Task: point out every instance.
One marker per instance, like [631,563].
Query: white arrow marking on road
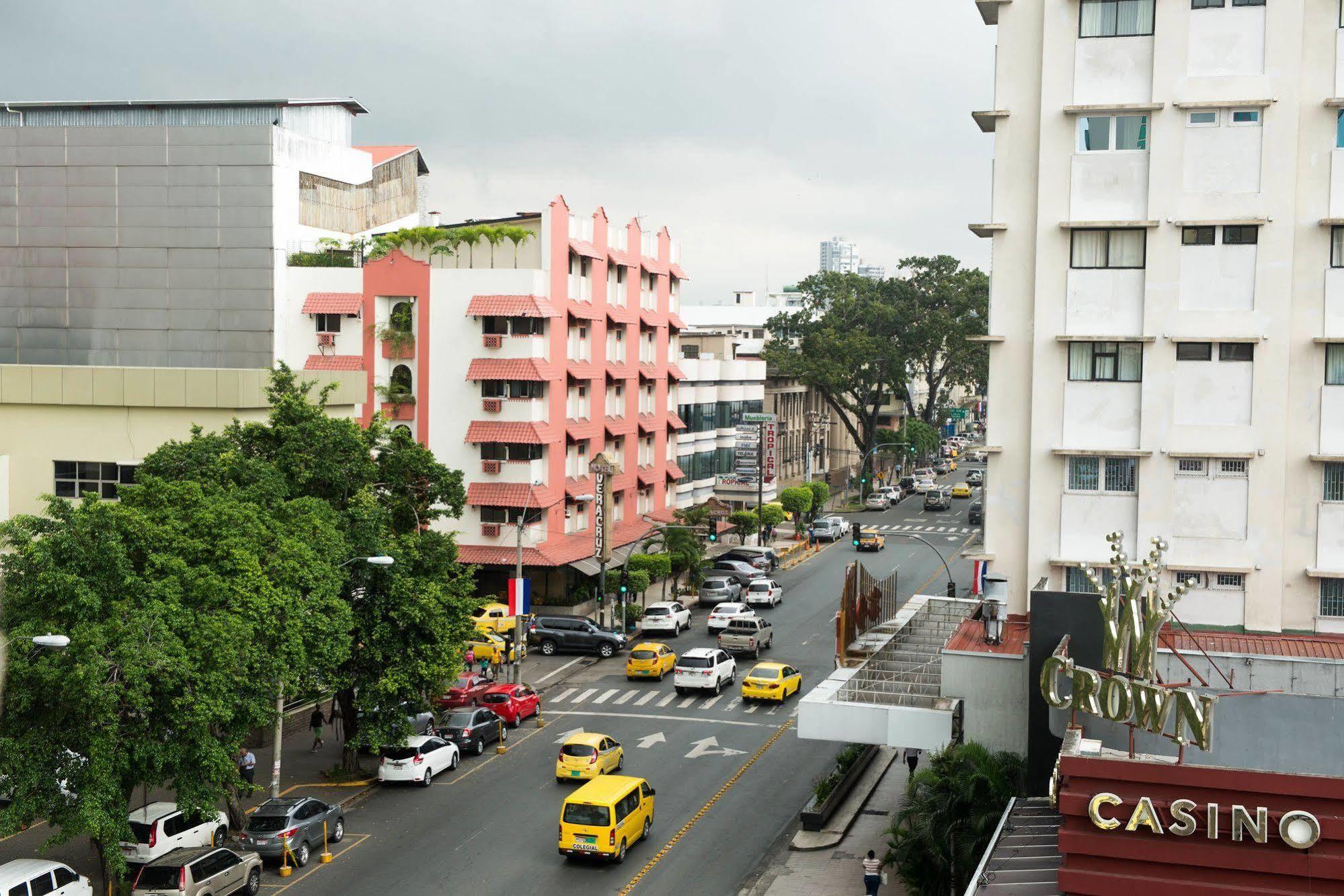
+ + + +
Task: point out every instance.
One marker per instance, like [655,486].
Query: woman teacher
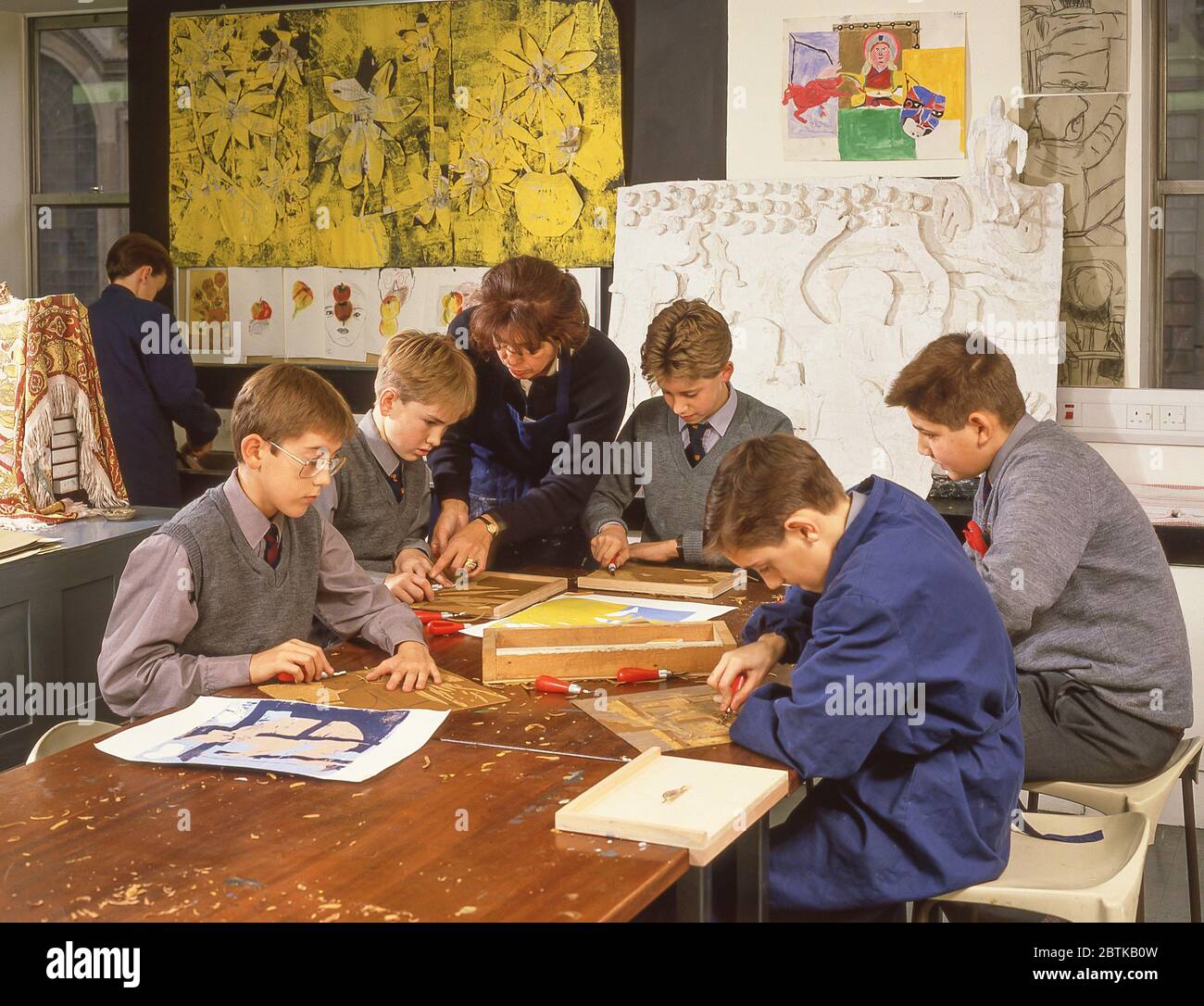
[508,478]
+ + + +
- **What this task involves**:
Pick out each line in the material above that contains the word "like", and copy every such line in full.

- **Reply**:
One marker per instance, like [631,563].
One marker per instance, like [655,486].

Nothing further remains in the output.